_Task instructions_
Below are the records; retype each one exactly.

Records contained in a dataset
++++++++++

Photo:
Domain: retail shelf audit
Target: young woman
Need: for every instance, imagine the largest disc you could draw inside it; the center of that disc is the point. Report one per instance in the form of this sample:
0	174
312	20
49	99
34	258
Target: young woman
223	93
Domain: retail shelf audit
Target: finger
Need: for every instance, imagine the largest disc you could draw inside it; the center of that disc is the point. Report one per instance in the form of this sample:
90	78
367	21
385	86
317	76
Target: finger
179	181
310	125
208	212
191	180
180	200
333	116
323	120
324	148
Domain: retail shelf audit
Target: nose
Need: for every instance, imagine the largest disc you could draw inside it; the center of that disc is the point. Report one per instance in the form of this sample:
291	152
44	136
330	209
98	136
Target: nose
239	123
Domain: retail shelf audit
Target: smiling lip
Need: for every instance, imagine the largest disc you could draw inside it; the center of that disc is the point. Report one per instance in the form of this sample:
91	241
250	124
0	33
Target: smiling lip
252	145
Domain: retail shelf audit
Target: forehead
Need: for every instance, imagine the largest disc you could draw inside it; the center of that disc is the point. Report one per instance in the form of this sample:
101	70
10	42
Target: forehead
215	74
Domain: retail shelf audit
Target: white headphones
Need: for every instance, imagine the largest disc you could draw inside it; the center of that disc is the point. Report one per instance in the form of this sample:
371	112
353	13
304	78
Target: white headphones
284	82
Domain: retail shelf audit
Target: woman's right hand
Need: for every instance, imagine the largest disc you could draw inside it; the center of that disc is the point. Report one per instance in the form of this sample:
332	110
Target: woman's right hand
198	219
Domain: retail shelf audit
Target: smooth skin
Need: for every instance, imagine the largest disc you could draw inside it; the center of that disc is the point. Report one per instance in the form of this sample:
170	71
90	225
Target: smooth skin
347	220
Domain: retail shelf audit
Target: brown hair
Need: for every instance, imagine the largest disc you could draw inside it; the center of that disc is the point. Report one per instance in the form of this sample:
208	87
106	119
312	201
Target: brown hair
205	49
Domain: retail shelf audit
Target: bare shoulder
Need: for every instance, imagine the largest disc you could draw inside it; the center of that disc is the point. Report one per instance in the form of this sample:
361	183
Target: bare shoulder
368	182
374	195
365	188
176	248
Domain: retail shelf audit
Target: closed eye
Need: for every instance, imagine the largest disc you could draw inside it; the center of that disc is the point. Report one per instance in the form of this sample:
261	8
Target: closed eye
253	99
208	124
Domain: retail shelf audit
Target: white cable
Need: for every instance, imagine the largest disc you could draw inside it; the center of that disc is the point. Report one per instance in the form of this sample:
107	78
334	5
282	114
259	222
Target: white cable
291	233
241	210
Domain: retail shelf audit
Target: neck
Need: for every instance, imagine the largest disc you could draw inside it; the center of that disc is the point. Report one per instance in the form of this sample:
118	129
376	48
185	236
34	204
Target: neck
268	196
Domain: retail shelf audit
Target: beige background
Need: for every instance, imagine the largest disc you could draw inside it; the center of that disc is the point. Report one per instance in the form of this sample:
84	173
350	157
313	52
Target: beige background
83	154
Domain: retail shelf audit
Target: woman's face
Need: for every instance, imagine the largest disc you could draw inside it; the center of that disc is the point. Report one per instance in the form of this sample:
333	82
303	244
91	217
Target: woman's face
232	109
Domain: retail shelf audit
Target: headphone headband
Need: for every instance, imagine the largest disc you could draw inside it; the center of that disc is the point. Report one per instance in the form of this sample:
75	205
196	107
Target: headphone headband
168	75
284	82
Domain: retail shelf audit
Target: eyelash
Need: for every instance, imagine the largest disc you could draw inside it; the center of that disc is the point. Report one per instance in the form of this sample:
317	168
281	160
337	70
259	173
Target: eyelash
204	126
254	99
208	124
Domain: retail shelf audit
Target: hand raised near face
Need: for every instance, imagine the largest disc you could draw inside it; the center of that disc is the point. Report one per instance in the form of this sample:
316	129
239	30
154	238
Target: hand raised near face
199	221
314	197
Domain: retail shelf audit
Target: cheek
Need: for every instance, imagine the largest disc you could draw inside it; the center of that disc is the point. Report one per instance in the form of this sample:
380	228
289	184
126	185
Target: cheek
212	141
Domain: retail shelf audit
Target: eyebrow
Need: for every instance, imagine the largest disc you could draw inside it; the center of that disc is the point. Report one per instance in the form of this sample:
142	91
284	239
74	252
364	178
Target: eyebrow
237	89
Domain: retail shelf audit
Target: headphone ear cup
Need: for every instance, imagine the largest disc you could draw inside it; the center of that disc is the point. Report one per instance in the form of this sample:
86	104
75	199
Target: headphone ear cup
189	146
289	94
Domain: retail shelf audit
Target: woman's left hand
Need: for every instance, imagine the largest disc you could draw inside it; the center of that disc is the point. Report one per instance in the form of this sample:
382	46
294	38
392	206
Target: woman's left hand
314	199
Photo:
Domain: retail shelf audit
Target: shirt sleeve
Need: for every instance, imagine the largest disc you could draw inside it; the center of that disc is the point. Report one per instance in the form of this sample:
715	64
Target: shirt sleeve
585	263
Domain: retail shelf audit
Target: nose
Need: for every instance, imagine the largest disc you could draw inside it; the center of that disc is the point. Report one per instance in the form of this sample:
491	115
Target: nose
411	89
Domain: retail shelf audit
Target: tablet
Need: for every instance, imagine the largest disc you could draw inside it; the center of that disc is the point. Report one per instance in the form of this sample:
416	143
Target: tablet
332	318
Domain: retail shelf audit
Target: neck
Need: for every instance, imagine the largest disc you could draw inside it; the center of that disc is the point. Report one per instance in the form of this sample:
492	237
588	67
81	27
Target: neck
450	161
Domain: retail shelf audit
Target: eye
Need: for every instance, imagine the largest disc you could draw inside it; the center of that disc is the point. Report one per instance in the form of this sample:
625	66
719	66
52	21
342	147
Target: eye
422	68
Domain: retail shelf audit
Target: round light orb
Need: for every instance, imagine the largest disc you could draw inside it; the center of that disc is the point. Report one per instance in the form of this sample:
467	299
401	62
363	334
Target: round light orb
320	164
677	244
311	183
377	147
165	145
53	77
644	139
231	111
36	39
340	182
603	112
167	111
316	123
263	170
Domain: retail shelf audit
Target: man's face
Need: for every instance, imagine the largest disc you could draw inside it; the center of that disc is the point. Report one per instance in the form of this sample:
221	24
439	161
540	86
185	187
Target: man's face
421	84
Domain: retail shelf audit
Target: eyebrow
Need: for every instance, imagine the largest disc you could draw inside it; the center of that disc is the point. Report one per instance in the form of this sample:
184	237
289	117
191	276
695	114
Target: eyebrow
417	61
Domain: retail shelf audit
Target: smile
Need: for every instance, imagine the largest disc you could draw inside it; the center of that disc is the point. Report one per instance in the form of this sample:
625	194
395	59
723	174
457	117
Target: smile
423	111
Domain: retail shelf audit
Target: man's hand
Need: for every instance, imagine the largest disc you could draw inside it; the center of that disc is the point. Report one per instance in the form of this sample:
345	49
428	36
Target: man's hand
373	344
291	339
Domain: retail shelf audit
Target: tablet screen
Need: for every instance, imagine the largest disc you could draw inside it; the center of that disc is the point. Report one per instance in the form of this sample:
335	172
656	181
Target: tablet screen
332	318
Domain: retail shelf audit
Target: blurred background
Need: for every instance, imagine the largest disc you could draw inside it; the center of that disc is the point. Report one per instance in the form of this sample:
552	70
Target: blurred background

++++++++++

_Result below_
Photo:
Domain: retail shelf audit
Target: young woman
Need: for every instance, imagine the largest disc you could draw inside it; the center of that disc is the point. Report one per instance in the form of this sample:
0	174
312	20
49	99
34	258
Target: young woman
223	93
Domain: retail shelf audit
Target: finger
Need: for every instance, imagine the largest disc you could draw inside it; the center of that disc is the point. Report one per instance in the form of this sample:
90	78
367	21
385	86
317	76
Target: finger
179	181
310	125
208	212
191	180
180	200
333	116
323	120
324	148
Domain: retail shelf audit
Target: nose
Need: for every instance, imagine the largest disc you could draw inside it; the center of that disc is the point. Report one per instance in the form of this sample:
291	152
44	136
330	209
98	136
Target: nose
239	123
Domain: retail shelf audit
Target: smiling lip
Need: for every instance, imagine the largest disc you could draw inside it; the center of that disc is the point. Report one per instance in the form of this sample:
91	241
250	124
0	33
Target: smiling lip
252	145
Domain: retail shelf audit
Target: forehead
Need: for every instance, imagine the largest disc you could draw inside it; the center of that disc is the point. Report one per instance in the form of this sample:
101	70
10	42
Target: forehead
215	74
Domain: retail shelf audit
Target: white headphones
Need: for every instance, imagine the largest disc you could draw inside it; the center of that disc is the point. Report one per instance in the form of this sample:
371	112
353	13
304	78
Target: white headphones
284	82
Domain: retail shelf audit
Target: woman's right hand
Need: for every instance, imagine the largest disc you could draw inside it; the center of that disc is the point. Report one per instance in the form of this sample:
332	110
Target: woman's right hand
198	219
Domain: retail shelf audit
Target: smooth skin
Need: for every instance, imagine the largest disc you could draw inside it; the center of that disc is the point. Report one per instance in the form of this sample:
170	71
90	225
Target: smooth skin
347	220
Domain: retail shelf audit
Target: brown hair
Need: for every instance, imagine the largest disc you could draw inside it; the center of that disc is the point. Report one per instance in the form of this sample:
208	87
106	119
312	201
Target: brown hair
205	49
Domain: retail shelf audit
Target: bare shoulder
Need: for every instance, imagine the largest disc you could draw inside it; the center of that disc is the point. Report one per instance in the form of this sample:
361	183
Target: bare shoulder
368	182
374	195
365	188
176	248
Domain: retail shelf audit
Target: closed eye
Need: for every instance, imagine the largest disc you could draw inside it; the center of that disc is the point. Report one per instance in the form of this sample:
261	8
Target: closed eye
253	99
208	124
Domain: retail shelf audit
Target: white cable
Need: for every instance, imagine the largest disc you could draw inside it; the center of that disc is the point. Report one per instance in the form of this sample:
107	78
334	5
282	114
259	222
Target: white cable
291	233
241	210
Domain: retail shelf audit
Target: neck
Need: for every instance, imagine the largest disc you could draw inside it; the center of that disc is the point. Report one per instance in the form of this sample:
118	129
376	48
185	236
34	204
Target: neck
268	196
Domain: retail shelf audit
Target: beige background
Need: for every instance, imagine the largest disc you could draw inside it; the center of that disc is the point. Report one per instance in the form of this sample:
84	173
350	157
313	52
Target: beige background
83	154
Domain: retail shelf audit
Target: woman's face
Need: for every instance, imagine the largest disc you could draw inside it; the center of that disc is the point. Report one per instance in the form of this sample:
333	82
303	244
91	217
Target: woman's face
232	109
Domain: retail shelf audit
Target: headphone headband
Need: for every instance, imagine the largest disc you could draw inside it; the center of that disc is the point. Report one per instance in the form of this sample:
75	205
196	107
Target: headphone headband
168	75
284	82
Domain: retail shelf audit
Target: eyelash
Need: for every instance, imagine the largest disc you could draw inside it; the center of that disc is the point. Report one per instance in the form of this sample:
317	168
281	160
337	70
259	173
Target: eyelash
204	126
254	99
208	124
Domain: retail shelf audit
Target: hand raised near face
Need: for every instance, imagine the largest disc you could draw inside it; the center of that disc is the point. Report one per instance in the form of this sample:
316	129
239	30
154	238
Target: hand raised near face
199	221
314	197
Domain: retail shelf audit
Target: cheek
Need: for every instance, imagine the largest disc you could draw inside it; the center of that disc is the point. Report one per instance in the form of this sample:
380	228
289	184
126	185
Target: cheek
212	141
Domain: retail shelf audit
Target: eyebrow
Need: for every instance, imagine the largest disc you could draw inside it; the center of that disc is the point. Report one per instance in the form of this sample:
142	91
284	239
74	252
364	178
Target: eyebrow
237	89
Domain: retail shelf audit
Target: headphone ear cup
Need: for every instance, imagine the largest disc you could draw inside it; the center of that disc is the point. Report one per instance in the form of this sample:
86	104
75	199
Target: headphone ear cup
189	146
289	94
Domain: retail shelf audit
Target: woman's left hand
Need: for every instance, imagine the largest disc you could draw inside it; the center of that disc is the point. Report one per instance in the form of this sample:
382	46
294	38
392	206
Target: woman's left hand
314	199
Photo:
Domain: retail shelf audit
Target: shirt sleeve
Need: for every instance, imagine the largest disc you could draw inside it; the center of that disc is the point. Report one per instance in the form of this sample:
715	64
Target: shirt sleeve
585	263
Domain: retail shelf audit
Target: nose
Need: for every instance, imagine the largest disc you could draw inside it; the center of that disc is the point. Report one per instance in the form of this sample:
491	115
Target: nose
411	89
Domain: retail shelf audit
Target: tablet
Need: for every instance, imagine the largest disc you could draw inside it; the center of that disc is the point. Report one per instance in the form of this sample:
416	143
Target: tablet
332	318
Domain: retail shelf audit
Target: neck
Need: for every instance, imagine the largest disc you could draw inside it; the center of that disc is the point. Report one per instance in the form of this sample:
492	237
588	67
81	27
Target: neck
450	161
Domain: retail shelf audit
Target: eye
Need: for every instance, imagine the largest disc you could draw inside it; the center of that disc is the point. Report one per instance in the form of this sample:
625	66
719	66
52	21
342	147
Target: eye
422	68
Domain: retail shelf audit
Target: round light orb
Need: for every instance, imagine the largest disc you could draw inside it; the center of that disc is the point. Report one per instance in the form of this sample:
467	299
401	62
363	334
Target: round light orb
320	164
677	244
311	183
377	147
165	145
53	77
644	139
231	111
36	39
340	182
603	112
167	111
316	123
263	170
Domain: retail shelf audit
Target: man's face
Need: for every instance, imagine the largest disc you could draw inside it; the center of that disc is the point. Report one per instance in the form of this sample:
221	24
439	161
540	86
185	187
Target: man's face
421	84
Domain: retail shelf audit
Target: eyebrow
Need: for every instance, imagine the largest disc you could draw inside it; the center of that disc is the point. Report one per instance in the form of this sample:
184	237
289	117
191	276
695	114
Target: eyebrow
417	61
Domain: retail shelf audit
Target: smile
Need: for every instance, imagine the largest disc you could draw inside it; the center of that disc is the point. Report one per instance in the form of this sample:
625	194
395	59
723	174
457	117
Target: smile
423	111
Domain: retail shelf audit
Target: man's hand
Need: for every instance, imagine the largest disc you could draw inside it; the center of that disc is the point. Report one per instance in the form of this sample:
345	49
428	36
Target: man's hand
373	344
291	339
Domain: retail shelf audit
Target: tablet screen
Need: for every instance, imagine the largest disc you could draw inside it; the center of that disc is the point. Report one per instance in the form of this sample:
335	172
656	181
Target: tablet screen
332	318
Domain: retail shelf audit
Target: blurred background
Need: for every instance, imagine the largest disc you could draw inside it; the center of that disc is the point. Report one per instance in the form of this sample:
552	70
Target: blurred background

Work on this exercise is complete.